→ Material to process
---*---

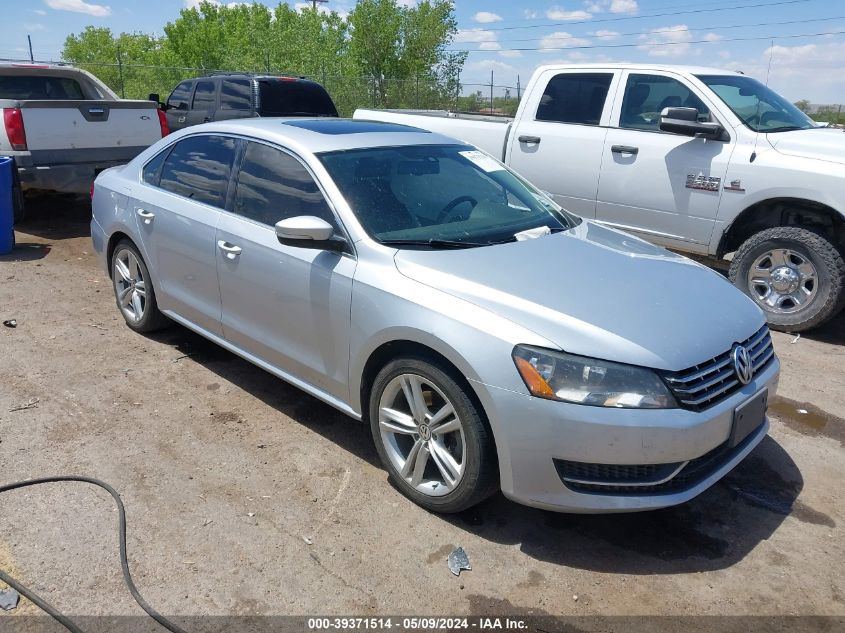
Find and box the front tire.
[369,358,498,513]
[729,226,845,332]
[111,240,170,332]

---*---

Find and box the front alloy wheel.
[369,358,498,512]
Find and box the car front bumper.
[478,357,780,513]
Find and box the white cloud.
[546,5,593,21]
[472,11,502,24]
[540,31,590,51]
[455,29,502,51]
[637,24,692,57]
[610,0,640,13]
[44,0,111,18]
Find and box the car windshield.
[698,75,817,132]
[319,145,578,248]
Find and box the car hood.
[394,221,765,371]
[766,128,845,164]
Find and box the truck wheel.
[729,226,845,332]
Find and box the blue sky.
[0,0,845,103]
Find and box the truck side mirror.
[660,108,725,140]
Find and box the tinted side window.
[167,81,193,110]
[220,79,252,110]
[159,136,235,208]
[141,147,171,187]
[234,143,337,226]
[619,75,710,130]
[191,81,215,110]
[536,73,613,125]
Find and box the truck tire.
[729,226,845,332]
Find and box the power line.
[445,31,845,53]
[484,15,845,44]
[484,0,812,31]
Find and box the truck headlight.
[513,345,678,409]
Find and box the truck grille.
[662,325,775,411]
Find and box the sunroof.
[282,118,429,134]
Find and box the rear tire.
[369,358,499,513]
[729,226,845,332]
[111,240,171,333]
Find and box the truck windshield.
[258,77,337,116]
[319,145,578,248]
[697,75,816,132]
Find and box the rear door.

---*---

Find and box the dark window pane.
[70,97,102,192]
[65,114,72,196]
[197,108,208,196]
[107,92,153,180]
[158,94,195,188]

---*---

→ Aim
Render the stretch of the material from the line containing "Find and box the truck headlight." through the line containing "Find and box the rear door." as a Markdown table with the columns No. and Line, numbering each row and omitting blank lines.

→ Answer to this exercise
| No. | Line |
|---|---|
| 1 | Find and box the truck headlight. |
| 2 | [513,345,678,409] |
| 3 | Find and box the truck grille. |
| 4 | [662,325,775,411] |
| 5 | Find and box the sunroof. |
| 6 | [282,118,429,134] |
| 7 | Find and box the rear tire. |
| 8 | [369,358,499,513] |
| 9 | [729,226,845,332] |
| 10 | [111,240,171,333] |
| 11 | Find and box the truck windshield. |
| 12 | [258,77,337,116] |
| 13 | [319,145,578,248] |
| 14 | [697,75,816,132] |
| 15 | Find and box the rear door. |